— Begin DATA ENTRIES —
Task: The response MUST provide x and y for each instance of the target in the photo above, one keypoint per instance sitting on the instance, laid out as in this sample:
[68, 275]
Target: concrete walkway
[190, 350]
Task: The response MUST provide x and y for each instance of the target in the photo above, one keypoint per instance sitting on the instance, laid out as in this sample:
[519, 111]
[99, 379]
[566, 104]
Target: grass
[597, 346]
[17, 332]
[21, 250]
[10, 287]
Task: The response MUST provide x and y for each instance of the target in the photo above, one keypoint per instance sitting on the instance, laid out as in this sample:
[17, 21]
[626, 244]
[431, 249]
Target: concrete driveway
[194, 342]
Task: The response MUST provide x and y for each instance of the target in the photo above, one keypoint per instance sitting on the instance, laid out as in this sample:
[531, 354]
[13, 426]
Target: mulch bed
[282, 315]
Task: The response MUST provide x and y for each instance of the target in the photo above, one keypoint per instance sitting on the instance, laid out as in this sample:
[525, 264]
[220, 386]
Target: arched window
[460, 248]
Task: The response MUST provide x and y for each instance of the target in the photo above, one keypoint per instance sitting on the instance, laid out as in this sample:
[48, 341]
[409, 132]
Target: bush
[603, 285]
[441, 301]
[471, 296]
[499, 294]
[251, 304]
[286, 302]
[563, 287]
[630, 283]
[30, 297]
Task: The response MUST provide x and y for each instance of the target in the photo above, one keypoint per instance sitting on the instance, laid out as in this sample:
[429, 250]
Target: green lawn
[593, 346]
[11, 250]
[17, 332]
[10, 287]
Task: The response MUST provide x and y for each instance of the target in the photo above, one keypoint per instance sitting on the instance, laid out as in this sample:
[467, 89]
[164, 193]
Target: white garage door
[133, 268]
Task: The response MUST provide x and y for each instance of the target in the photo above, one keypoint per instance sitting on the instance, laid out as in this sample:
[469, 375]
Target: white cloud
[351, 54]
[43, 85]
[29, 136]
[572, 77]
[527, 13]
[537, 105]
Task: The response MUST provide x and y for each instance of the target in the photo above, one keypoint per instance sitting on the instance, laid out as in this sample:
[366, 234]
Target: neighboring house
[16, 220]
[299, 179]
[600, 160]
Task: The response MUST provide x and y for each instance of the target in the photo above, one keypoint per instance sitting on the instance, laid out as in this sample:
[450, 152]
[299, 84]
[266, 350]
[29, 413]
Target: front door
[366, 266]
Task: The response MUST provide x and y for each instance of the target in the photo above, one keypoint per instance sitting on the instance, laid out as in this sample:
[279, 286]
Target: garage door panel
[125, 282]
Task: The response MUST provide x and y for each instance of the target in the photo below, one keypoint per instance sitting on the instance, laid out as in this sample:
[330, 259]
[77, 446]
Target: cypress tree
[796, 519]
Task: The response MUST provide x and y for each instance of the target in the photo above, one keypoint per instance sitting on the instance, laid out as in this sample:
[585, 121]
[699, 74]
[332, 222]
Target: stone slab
— End DATA ENTRIES —
■ EXERCISE AIM ■
Can you put every row above into a numbered list, leaving out any blank lines?

■ CORRECT ANSWER ■
1. Task: The response MUST provide x and y for each instance of the target in the photo above, one keypoint per instance sitting on the instance, laid out as in this sample:
2. [68, 275]
3. Target: concrete walkway
4. [190, 350]
5. Task: The response MUST provide x and y for each instance of the target in the photo above, one keypoint per instance sitting on the instance, laid out as in this sample:
6. [519, 111]
7. [99, 379]
8. [566, 104]
9. Target: grass
10. [597, 346]
11. [17, 332]
12. [21, 250]
13. [10, 287]
14. Task: The response MUST provide x and y for each instance of the target in the photo above, one keypoint per instance sitting on the instance, laid out as in this sample:
15. [17, 21]
16. [626, 244]
17. [431, 249]
18. Target: concrete driveway
19. [194, 342]
20. Task: The response MUST provide x and y for each instance of the target in the photo above, one keypoint per instance sitting on the instance, laid out as in this sample:
21. [531, 354]
22. [13, 426]
23. Target: mulch bed
24. [282, 315]
25. Task: The response MUST provide x and y for each instance of the target in the photo above, one keypoint per instance sitting on the instance, laid out as in this sample:
26. [525, 264]
27. [220, 386]
28. Target: arched window
29. [460, 248]
30. Task: The response MUST provide x and y for each instance of the target in the photo above, one keypoint per instance sitting on the instance, laid out as in this sample:
31. [48, 341]
32. [409, 132]
33. Target: bush
34. [603, 285]
35. [441, 301]
36. [471, 296]
37. [499, 294]
38. [251, 304]
39. [286, 302]
40. [563, 287]
41. [630, 283]
42. [30, 297]
43. Task: The response MUST provide x and y for each instance of the target in the photo above, one keypoint per instance sitting on the instance, laid out as in this sample:
44. [429, 250]
45. Target: green lawn
46. [593, 346]
47. [11, 250]
48. [17, 332]
49. [10, 287]
50. Task: The response MUST provide x and y for each instance of the target in the photo above, one keypoint per instance sitting on the instance, laid out as in this sample:
51. [467, 89]
52. [164, 193]
53. Target: white garage door
54. [133, 268]
55. Task: The response MUST provide x and y for each instance of the target in the photo above, one keypoint per instance sitting on the instance, laid out as in this sample:
56. [469, 375]
57. Target: white cloud
58. [351, 54]
59. [43, 85]
60. [29, 136]
61. [572, 77]
62. [527, 13]
63. [537, 105]
64. Task: The response MUST provide x and y for each instance of the target in the photo above, one keypoint per instance sitting on the instance, laid out as in this sample:
65. [366, 234]
66. Target: neighboring house
67. [16, 220]
68. [299, 179]
69. [600, 160]
70. Task: The response MUST provide x and y for each instance of the target in the photo above, one keypoint per instance sitting on the instance, laid out as in this sample:
71. [450, 152]
72. [299, 84]
73. [266, 350]
74. [29, 413]
75. Target: front door
76. [366, 266]
77. Task: The response MUST provide x and y for each instance of the target in the photo above, one keypoint per instance sitting on the instance, laid out as in this sample:
78. [279, 286]
79. Target: garage door panel
80. [125, 282]
81. Task: The response MUST provide x and y for each instance of the target in the photo below, one keypoint per instance sitting on the instance, laid out as in this sample:
82. [330, 259]
83. [77, 446]
84. Target: cypress tree
85. [796, 519]
86. Task: The response MUST provide x and y for each instance of the target in the photo above, one keypoint per instance sitting on the instance, laid out as in this sample:
87. [585, 121]
88. [699, 74]
89. [332, 222]
90. Target: stone slab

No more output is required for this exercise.